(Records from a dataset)
- - -
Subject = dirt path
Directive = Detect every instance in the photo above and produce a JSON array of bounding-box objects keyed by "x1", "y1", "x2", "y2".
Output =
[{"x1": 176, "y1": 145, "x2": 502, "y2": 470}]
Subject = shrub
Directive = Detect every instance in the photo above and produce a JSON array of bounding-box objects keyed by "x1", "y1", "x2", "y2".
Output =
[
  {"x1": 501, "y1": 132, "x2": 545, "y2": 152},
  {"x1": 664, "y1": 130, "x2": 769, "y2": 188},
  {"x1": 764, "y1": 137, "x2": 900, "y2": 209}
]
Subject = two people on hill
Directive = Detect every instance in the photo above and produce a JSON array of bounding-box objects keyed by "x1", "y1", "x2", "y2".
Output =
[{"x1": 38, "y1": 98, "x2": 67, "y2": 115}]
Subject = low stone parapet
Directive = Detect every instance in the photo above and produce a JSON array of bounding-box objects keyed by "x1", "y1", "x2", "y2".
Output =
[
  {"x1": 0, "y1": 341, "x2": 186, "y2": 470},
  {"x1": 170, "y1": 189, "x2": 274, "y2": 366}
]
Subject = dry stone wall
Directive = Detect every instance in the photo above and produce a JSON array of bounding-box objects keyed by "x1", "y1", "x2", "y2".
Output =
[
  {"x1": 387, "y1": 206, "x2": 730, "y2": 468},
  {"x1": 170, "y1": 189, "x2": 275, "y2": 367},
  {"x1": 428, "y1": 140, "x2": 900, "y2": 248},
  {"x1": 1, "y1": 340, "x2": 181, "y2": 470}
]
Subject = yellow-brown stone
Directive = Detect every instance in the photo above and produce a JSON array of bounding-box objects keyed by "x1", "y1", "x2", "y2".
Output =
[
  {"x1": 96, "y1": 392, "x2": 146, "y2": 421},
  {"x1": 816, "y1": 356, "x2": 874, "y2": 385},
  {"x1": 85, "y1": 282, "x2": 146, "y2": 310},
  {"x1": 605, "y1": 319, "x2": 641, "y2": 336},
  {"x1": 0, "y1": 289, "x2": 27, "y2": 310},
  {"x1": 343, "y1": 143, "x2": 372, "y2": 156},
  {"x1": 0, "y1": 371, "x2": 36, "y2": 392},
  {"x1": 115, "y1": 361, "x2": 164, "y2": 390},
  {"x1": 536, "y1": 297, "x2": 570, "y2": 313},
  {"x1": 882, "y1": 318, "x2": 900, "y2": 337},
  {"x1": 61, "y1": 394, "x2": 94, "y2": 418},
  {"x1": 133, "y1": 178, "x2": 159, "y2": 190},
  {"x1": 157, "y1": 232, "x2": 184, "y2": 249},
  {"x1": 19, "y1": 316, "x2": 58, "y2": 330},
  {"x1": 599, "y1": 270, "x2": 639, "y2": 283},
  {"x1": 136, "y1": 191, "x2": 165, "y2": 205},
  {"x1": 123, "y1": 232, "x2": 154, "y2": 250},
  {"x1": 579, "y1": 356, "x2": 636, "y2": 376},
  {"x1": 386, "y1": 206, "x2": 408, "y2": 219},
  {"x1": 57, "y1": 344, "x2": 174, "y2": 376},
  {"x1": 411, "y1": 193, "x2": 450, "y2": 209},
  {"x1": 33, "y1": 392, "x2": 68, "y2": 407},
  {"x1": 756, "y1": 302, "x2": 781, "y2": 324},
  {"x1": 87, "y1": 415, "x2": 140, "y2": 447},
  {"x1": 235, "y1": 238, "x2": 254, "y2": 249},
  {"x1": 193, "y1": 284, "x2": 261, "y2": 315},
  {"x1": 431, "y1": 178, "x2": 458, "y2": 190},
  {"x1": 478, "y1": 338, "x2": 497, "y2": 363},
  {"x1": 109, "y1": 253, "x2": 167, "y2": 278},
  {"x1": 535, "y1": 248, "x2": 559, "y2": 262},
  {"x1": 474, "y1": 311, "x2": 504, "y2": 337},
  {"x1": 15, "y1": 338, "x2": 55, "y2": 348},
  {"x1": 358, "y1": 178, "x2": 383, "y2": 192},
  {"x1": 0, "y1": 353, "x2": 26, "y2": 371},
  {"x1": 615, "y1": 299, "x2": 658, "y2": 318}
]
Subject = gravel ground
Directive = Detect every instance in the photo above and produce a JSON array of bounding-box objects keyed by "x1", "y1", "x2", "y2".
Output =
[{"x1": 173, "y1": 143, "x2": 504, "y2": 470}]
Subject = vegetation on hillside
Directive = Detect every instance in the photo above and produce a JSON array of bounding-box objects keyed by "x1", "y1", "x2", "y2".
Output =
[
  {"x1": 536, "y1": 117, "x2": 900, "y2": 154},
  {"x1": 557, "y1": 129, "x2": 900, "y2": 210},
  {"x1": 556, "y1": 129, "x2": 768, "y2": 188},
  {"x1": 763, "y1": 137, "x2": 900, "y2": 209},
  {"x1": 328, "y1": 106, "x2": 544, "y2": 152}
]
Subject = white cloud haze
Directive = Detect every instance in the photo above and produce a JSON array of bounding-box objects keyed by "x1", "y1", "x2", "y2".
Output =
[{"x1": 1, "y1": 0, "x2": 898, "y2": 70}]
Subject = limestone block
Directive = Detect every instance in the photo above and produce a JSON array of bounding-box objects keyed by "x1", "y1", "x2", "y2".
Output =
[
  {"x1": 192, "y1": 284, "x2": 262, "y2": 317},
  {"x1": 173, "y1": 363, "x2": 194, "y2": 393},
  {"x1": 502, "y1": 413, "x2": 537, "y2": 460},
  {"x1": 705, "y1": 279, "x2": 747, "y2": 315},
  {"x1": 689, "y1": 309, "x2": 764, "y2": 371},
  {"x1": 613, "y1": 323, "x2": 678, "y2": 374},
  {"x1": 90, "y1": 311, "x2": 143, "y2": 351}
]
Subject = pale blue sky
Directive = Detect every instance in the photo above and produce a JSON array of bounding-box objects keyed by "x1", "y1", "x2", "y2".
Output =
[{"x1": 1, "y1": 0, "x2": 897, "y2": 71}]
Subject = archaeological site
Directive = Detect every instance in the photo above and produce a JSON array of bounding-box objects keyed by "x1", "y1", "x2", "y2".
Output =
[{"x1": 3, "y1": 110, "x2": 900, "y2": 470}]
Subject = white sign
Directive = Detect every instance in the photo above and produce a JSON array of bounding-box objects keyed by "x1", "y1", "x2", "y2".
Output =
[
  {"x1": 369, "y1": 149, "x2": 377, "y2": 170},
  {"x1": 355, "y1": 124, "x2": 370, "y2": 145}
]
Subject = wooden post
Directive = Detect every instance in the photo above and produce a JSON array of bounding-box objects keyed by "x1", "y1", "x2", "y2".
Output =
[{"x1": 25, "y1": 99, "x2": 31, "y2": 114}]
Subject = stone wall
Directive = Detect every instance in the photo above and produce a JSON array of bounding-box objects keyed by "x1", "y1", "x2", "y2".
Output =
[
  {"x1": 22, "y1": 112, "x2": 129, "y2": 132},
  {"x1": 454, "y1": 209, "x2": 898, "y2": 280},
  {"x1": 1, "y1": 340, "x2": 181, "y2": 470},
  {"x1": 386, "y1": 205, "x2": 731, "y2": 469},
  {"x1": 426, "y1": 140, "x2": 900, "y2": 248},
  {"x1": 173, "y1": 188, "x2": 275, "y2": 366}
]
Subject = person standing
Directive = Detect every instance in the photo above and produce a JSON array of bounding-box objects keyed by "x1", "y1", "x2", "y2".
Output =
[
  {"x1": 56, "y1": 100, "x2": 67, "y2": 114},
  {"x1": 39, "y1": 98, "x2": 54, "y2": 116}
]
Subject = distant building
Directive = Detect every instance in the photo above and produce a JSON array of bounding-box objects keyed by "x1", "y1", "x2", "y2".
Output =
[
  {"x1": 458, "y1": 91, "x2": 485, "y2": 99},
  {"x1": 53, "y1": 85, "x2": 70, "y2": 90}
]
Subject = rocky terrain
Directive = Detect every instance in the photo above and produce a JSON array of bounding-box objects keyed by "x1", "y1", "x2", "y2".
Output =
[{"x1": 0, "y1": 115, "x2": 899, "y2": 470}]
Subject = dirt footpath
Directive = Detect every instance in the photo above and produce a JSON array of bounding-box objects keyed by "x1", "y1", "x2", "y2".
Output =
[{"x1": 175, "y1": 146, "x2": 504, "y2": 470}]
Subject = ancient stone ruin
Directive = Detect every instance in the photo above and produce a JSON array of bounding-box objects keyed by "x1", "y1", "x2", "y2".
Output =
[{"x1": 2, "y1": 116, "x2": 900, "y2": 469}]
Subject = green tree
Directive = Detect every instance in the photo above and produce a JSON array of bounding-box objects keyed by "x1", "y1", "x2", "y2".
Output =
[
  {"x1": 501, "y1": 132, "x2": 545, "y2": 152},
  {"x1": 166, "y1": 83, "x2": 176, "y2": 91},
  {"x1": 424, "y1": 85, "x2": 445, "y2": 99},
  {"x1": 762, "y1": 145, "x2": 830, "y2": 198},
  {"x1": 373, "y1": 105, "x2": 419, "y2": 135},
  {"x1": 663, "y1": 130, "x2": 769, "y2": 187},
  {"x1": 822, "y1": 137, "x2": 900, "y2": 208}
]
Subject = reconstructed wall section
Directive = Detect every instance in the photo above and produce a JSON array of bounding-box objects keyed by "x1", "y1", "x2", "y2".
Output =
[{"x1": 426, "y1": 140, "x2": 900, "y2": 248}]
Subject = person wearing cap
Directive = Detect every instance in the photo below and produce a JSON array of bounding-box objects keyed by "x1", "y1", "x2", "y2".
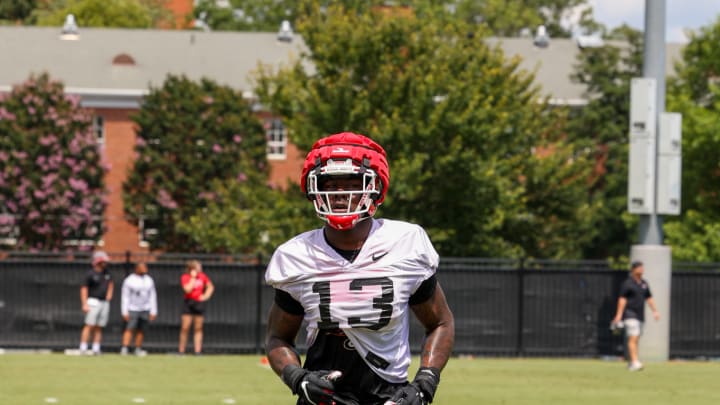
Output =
[{"x1": 78, "y1": 250, "x2": 114, "y2": 355}]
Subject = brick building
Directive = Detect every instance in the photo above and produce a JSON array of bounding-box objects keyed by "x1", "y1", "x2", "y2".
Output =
[{"x1": 0, "y1": 25, "x2": 309, "y2": 252}]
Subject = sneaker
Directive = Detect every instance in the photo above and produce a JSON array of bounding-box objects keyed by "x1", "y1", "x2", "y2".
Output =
[
  {"x1": 120, "y1": 347, "x2": 129, "y2": 356},
  {"x1": 134, "y1": 348, "x2": 148, "y2": 357},
  {"x1": 91, "y1": 350, "x2": 101, "y2": 356},
  {"x1": 628, "y1": 362, "x2": 644, "y2": 371}
]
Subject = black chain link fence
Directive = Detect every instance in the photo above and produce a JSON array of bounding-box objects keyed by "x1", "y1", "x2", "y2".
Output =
[{"x1": 0, "y1": 253, "x2": 718, "y2": 357}]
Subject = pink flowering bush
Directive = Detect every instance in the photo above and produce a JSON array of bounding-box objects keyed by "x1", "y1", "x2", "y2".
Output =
[
  {"x1": 123, "y1": 75, "x2": 268, "y2": 251},
  {"x1": 0, "y1": 73, "x2": 107, "y2": 251}
]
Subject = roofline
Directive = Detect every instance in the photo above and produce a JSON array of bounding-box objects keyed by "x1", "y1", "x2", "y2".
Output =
[
  {"x1": 0, "y1": 86, "x2": 259, "y2": 110},
  {"x1": 66, "y1": 87, "x2": 148, "y2": 109},
  {"x1": 0, "y1": 85, "x2": 147, "y2": 109},
  {"x1": 2, "y1": 84, "x2": 588, "y2": 109}
]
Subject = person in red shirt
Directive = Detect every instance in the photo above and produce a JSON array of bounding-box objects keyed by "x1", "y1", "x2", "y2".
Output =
[{"x1": 178, "y1": 260, "x2": 214, "y2": 354}]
- - -
__WHAT TO WORK ON__
Transcribe the records above exactly, from the opening line down to and including the line with "Subject = yellow-brown stone".

__EXPECTED OUTPUT__
Subject = dirt path
Directive = Detect every instance in the photo above and produce a JSON array of bounding-box objects keyed by "x1", "y1", "x2", "y2".
Output =
[{"x1": 176, "y1": 145, "x2": 502, "y2": 470}]
Subject = shrub
Directive = Detect every instance in the photo above and produce a JSON array of bounding-box objects keyed by "x1", "y1", "x2", "y2".
Output =
[
  {"x1": 501, "y1": 132, "x2": 545, "y2": 152},
  {"x1": 664, "y1": 130, "x2": 769, "y2": 188},
  {"x1": 764, "y1": 137, "x2": 900, "y2": 209}
]
Subject = two people on hill
Directive = Detect every instance in the photo above and produce a JSON array of bounding-box objects keyed by "x1", "y1", "x2", "y2".
Output =
[{"x1": 38, "y1": 98, "x2": 67, "y2": 115}]
Subject = low stone parapet
Directive = Detect every instance in the photo above and produce a JSON array of bounding-box objects keyed by "x1", "y1", "x2", "y2".
Output =
[
  {"x1": 0, "y1": 341, "x2": 186, "y2": 470},
  {"x1": 170, "y1": 189, "x2": 274, "y2": 366}
]
Subject = dry stone wall
Directive = Detect every instance in the photo above and produce a JSON array of bounding-box objects keyed by "x1", "y1", "x2", "y2".
Output =
[
  {"x1": 387, "y1": 206, "x2": 730, "y2": 468},
  {"x1": 170, "y1": 189, "x2": 275, "y2": 367},
  {"x1": 428, "y1": 140, "x2": 900, "y2": 248},
  {"x1": 1, "y1": 340, "x2": 181, "y2": 470}
]
Subject = yellow-brown stone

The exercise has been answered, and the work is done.